▸ **Exercise inputs**
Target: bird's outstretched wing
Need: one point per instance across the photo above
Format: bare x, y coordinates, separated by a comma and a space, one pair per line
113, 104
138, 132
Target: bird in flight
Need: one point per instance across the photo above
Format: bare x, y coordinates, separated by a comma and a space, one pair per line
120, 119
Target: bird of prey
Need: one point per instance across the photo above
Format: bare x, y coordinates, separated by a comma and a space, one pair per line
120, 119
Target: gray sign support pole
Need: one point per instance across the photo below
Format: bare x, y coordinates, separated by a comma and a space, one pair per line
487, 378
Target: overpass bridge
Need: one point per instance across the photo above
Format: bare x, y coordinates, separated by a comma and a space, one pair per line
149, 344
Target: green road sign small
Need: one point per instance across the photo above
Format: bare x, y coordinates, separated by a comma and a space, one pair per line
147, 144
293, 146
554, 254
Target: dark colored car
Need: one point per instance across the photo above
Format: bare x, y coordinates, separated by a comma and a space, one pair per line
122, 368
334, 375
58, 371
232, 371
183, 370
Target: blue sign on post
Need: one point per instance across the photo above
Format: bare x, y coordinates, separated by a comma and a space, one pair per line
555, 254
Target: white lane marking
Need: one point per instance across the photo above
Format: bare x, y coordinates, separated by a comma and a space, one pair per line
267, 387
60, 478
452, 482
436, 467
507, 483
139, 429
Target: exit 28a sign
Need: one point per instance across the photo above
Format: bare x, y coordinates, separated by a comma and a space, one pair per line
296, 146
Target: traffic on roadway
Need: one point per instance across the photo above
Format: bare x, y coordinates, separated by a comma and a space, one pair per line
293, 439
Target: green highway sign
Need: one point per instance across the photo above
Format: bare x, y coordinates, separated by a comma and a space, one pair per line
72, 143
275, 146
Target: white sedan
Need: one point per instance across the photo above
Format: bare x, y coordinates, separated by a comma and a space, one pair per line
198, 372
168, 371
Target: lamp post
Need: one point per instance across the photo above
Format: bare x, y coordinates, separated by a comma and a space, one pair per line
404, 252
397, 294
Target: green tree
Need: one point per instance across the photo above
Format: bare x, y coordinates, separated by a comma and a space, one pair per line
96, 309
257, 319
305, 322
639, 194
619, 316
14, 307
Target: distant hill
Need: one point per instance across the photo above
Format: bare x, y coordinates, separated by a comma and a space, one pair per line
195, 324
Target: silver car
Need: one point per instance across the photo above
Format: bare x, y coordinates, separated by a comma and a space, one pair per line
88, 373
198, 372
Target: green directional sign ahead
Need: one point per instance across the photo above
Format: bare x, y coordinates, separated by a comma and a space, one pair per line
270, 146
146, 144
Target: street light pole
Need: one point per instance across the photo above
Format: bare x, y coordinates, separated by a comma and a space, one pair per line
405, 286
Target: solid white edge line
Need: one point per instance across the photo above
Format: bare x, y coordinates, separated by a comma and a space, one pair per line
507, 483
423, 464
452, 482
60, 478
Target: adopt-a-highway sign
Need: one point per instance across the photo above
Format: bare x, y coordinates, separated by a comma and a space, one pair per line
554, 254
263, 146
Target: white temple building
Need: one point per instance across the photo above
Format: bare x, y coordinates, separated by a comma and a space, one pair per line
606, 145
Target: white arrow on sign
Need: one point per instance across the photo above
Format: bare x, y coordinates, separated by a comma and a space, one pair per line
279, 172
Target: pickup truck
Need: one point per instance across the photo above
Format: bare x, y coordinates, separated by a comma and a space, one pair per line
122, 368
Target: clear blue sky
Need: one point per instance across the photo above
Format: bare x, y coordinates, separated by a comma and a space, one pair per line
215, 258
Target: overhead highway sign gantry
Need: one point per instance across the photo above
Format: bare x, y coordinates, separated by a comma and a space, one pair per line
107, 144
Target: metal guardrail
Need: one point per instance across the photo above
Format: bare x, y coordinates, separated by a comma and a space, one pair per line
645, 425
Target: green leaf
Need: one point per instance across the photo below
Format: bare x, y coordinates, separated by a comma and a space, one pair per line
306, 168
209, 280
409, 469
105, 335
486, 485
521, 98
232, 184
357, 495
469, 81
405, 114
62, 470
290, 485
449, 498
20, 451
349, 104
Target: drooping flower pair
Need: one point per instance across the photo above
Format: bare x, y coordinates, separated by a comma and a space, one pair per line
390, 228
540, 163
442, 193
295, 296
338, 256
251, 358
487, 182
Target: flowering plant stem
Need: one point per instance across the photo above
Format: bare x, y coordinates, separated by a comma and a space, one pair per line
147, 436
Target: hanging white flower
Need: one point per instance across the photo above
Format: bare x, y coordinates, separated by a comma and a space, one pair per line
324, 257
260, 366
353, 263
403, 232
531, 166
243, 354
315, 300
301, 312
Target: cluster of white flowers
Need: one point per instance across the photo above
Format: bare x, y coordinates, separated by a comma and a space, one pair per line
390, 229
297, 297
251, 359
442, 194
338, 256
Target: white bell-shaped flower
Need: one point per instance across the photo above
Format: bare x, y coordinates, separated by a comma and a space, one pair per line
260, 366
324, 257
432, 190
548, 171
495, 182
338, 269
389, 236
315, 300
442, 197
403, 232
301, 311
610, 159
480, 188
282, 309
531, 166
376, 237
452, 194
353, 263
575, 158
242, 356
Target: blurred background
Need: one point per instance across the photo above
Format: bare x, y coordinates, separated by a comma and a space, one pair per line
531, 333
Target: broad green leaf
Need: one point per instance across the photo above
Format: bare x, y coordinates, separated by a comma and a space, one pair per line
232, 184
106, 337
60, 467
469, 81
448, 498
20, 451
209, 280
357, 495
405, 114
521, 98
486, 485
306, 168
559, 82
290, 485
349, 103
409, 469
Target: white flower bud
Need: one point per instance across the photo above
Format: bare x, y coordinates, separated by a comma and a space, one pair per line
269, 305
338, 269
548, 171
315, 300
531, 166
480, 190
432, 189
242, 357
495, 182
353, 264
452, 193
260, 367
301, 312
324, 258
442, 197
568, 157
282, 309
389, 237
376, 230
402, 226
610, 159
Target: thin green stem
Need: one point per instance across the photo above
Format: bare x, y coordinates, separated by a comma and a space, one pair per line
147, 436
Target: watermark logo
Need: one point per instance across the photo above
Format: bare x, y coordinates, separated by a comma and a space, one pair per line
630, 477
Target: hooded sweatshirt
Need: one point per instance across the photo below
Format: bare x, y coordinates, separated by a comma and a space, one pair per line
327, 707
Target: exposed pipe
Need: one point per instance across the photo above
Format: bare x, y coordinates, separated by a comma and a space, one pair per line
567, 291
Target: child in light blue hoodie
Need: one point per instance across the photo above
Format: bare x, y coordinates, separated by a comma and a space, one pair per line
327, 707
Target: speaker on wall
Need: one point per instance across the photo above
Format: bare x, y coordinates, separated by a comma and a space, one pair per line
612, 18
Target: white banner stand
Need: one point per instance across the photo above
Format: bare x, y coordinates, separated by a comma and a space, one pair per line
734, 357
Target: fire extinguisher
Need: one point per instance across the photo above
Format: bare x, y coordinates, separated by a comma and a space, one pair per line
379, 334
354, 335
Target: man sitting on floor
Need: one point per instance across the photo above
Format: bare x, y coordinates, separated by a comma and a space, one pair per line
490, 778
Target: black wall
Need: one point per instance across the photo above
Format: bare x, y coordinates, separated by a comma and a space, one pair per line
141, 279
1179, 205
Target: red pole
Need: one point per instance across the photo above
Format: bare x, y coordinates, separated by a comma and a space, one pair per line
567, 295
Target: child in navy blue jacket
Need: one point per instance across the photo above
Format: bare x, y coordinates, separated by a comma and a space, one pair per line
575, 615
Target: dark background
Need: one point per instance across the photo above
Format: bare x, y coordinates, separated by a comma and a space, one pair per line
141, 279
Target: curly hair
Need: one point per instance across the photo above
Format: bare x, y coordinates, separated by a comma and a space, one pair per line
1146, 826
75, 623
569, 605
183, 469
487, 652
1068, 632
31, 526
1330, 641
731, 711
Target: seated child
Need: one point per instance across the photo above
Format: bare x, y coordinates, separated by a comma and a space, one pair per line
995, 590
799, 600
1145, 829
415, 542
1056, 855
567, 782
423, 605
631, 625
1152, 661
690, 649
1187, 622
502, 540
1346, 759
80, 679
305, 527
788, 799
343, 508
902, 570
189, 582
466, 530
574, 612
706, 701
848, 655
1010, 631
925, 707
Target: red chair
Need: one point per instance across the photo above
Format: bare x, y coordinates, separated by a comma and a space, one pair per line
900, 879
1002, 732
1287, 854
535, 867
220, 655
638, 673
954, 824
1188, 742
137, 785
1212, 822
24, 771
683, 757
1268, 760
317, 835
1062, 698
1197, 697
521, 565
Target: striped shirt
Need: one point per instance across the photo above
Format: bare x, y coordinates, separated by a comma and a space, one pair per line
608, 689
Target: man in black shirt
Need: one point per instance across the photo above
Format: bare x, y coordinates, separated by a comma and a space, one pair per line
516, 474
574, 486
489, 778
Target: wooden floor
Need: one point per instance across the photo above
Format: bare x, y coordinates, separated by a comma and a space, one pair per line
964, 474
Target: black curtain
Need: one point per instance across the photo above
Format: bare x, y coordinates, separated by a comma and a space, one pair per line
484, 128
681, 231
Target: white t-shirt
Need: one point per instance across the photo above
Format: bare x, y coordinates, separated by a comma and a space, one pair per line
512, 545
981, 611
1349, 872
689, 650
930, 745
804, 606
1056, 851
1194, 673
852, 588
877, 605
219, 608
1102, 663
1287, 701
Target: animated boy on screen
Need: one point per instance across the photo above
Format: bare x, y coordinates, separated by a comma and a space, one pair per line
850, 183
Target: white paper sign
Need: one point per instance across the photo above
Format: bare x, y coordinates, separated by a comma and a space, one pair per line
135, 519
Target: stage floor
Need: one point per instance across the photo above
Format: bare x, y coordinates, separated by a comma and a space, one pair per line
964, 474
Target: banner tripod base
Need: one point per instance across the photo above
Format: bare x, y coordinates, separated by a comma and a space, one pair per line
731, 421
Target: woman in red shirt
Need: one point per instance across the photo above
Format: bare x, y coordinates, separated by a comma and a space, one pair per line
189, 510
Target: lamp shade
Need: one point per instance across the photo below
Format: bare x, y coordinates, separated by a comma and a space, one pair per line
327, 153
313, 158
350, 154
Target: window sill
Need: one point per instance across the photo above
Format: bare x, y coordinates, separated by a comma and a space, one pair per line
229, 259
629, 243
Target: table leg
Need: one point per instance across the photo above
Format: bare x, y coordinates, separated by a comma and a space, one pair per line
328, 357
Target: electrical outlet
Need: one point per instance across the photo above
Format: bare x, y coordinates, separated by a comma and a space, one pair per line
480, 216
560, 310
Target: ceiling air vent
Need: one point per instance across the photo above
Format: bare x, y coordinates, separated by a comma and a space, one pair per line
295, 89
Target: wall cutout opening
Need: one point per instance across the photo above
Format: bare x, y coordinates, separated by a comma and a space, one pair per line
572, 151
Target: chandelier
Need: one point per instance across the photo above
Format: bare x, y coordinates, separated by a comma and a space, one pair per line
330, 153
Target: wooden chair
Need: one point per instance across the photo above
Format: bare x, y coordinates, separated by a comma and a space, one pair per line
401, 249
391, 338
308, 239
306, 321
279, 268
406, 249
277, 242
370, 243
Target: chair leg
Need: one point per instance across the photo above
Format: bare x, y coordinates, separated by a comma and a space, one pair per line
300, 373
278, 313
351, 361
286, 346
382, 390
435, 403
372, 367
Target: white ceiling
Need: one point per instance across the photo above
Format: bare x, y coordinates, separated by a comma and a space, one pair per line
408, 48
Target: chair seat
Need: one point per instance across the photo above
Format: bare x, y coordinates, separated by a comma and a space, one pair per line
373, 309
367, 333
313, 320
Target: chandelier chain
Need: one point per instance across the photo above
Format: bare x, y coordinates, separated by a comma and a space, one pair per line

▸ **The problem**
Report each line above that includes the string "dark".

▸ **Result below**
Target: dark colored car
Target: dark background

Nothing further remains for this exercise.